* [Work instructions]:
(1) Answer these from the speech about Norton St Philip:
(a) How many new homes go with the village's classification as a "primary village"?
(b) How many further houses do the applications before the planning authority provide for?
(c) How much dry stone wall would building on Great Orchard put at risk?
(2) Extend the speech about Norton St Philip, picking up after its final sentence.

* [Excerpt to read]:
Let me say a little more about Norton St Philip. Under the new Mendip plan, it has been classified as a “primary village”, and along with that goes a requirement for 70 new homes. That is predicated on the newly reopened shop and post office. Without that shop and post office, Norton St Philip would revert to being a secondary village, with a requirement for 40 new houses. Setting that aside, what has happened already is 73 new houses. The applications before the planning authority provide for a further 223 houses in that small village. In other words, were those applications to be approved, the size of the village would be doubled, without any improvement to the infrastructure, and, needless to say, the character of the village would be hugely changed in the process.
I am particularly exercised by one of the applications, although I know that Members of Parliament should always be cautious about getting involved with local planning decisions. Nevertheless, to build on what is called Great Orchard, which is the site of the battle of Philip’s Norton, the skirmish during the rebellion, seems to me to be an extraordinary proposition. It is deep within the heart of the conservation area of the village and would put at risk some 200 metres of the finest dry stone wall to be seen in Britain. I apologise to hon. Members if I am exercising my Baedeker view of my constituency, but it is vital to understand that the village is an important and historic settlement. I cannot see the circumstances in which such a proposition would be approved, and of course it was not—it was not approved in the local plan and was not part of what was reserved for development.

(Entries drawn from a collection)
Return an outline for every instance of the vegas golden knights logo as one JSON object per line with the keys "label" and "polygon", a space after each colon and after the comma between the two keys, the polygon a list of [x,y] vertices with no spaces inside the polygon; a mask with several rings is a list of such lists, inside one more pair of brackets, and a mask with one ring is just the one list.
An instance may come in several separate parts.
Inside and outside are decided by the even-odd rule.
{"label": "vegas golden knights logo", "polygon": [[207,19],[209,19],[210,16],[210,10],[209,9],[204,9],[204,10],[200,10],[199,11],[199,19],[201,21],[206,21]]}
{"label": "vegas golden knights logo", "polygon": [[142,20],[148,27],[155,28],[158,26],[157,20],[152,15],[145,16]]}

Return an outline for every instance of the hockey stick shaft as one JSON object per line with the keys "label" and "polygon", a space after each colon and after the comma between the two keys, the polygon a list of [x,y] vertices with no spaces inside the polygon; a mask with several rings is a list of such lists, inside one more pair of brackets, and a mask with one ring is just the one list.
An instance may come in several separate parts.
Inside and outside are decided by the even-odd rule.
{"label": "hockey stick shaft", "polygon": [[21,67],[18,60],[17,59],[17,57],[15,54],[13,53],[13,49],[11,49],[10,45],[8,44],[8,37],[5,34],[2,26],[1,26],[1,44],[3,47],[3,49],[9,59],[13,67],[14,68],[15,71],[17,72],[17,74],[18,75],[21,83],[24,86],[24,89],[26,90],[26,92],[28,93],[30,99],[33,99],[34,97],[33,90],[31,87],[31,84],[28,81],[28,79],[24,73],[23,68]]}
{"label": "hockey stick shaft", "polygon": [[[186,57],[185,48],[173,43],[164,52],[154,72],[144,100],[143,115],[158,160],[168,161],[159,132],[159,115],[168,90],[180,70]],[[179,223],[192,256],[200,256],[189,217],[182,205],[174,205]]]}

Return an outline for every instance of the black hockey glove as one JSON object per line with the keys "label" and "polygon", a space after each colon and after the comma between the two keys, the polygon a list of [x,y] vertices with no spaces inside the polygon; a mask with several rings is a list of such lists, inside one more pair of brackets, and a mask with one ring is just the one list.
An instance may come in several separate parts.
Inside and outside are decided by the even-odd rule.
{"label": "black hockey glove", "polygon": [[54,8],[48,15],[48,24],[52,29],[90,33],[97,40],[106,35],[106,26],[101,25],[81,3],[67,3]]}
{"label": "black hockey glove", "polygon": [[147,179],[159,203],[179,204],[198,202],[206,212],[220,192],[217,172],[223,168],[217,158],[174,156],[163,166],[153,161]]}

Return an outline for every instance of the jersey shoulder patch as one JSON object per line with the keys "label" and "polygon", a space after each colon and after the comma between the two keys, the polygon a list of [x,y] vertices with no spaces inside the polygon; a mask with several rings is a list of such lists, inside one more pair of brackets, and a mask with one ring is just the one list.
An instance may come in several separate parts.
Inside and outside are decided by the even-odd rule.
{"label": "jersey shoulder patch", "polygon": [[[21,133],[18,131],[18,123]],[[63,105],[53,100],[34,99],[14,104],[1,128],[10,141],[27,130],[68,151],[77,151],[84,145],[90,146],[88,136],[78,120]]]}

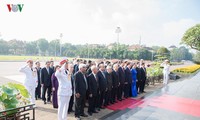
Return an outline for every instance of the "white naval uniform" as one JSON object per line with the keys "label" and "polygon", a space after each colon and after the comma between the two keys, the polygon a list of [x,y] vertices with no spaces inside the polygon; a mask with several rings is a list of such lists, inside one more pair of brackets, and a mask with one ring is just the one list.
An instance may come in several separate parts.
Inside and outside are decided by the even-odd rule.
{"label": "white naval uniform", "polygon": [[169,80],[169,64],[161,64],[161,66],[163,66],[163,84],[166,85],[168,84],[168,80]]}
{"label": "white naval uniform", "polygon": [[65,64],[57,70],[55,76],[58,79],[58,120],[66,120],[69,100],[72,96],[71,76],[65,72]]}
{"label": "white naval uniform", "polygon": [[37,71],[35,68],[30,68],[29,66],[24,66],[21,67],[20,72],[23,72],[26,75],[26,78],[24,80],[24,86],[25,88],[28,90],[31,98],[30,98],[30,102],[35,104],[35,89],[37,87]]}

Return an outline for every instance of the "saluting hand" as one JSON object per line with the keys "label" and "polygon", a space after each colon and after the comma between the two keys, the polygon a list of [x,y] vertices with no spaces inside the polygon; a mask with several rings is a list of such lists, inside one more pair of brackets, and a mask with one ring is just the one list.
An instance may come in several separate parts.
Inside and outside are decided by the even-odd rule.
{"label": "saluting hand", "polygon": [[80,97],[80,94],[79,94],[79,93],[76,93],[76,97],[79,98],[79,97]]}

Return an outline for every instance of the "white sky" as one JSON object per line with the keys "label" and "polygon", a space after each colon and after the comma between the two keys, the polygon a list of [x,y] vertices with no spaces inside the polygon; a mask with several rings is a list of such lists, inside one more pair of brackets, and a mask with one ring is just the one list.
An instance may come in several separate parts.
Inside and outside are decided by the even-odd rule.
{"label": "white sky", "polygon": [[[109,44],[117,41],[115,29],[120,26],[120,43],[137,44],[141,36],[147,46],[179,46],[185,30],[199,23],[193,12],[197,1],[163,1],[0,0],[0,38],[53,40],[63,33],[63,42]],[[9,3],[23,3],[22,12],[9,13]],[[187,13],[184,5],[193,9]]]}

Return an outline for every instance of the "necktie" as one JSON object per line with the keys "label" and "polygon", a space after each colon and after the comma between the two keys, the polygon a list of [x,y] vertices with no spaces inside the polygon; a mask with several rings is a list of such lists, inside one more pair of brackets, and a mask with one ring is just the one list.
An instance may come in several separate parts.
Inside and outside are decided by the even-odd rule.
{"label": "necktie", "polygon": [[103,72],[101,72],[101,73],[102,73],[103,77],[106,78],[105,74]]}
{"label": "necktie", "polygon": [[49,74],[49,68],[47,68],[47,73]]}
{"label": "necktie", "polygon": [[83,75],[83,77],[84,77],[84,80],[85,80],[85,86],[86,86],[86,89],[88,89],[87,79],[86,79],[85,75]]}

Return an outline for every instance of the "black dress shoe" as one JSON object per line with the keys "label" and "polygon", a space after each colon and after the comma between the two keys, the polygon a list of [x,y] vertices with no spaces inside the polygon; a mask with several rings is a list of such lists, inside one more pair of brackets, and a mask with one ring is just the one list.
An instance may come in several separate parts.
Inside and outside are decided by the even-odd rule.
{"label": "black dress shoe", "polygon": [[88,115],[86,115],[86,114],[82,114],[81,116],[82,116],[82,117],[88,117]]}
{"label": "black dress shoe", "polygon": [[101,111],[101,109],[100,109],[100,108],[97,108],[97,110],[98,110],[98,111]]}
{"label": "black dress shoe", "polygon": [[97,111],[93,111],[93,113],[98,113]]}
{"label": "black dress shoe", "polygon": [[105,109],[104,107],[100,107],[100,109]]}
{"label": "black dress shoe", "polygon": [[92,116],[92,112],[88,112],[88,115],[89,115],[89,116]]}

* [Exercise responses]:
(1)
(a) 70 new homes.
(b) 223 houses.
(c) Some 200 metres.

(2)
People in the village are perfectly happy to ensure that the building that is already taking place and that which is projected in sensible places go ahead. They are not averse to development in the village. However, they do not want their village destroyed. That is a perfectly proper proposition.
I congratulate the hon. Gentleman on obtaining this important debate. Does he agree that one of the major problems with planning—it has been for many years—is inconsistency? One council area will approve one thing; the neighbouring council area will not approve it. There needs to be flexibility, especially with town centre developments. If we are to regenerate our town centres, we need that flexibility, but inconsistency in planning has been a problem for many years.
I agree that we need flexibility, and that is better determined by local people understanding local needs, rather than by an inspector in a planning department—in Bristol in our case—determining a case on the basis of rules derived from Whitehall. Local people should determine what is best for their area.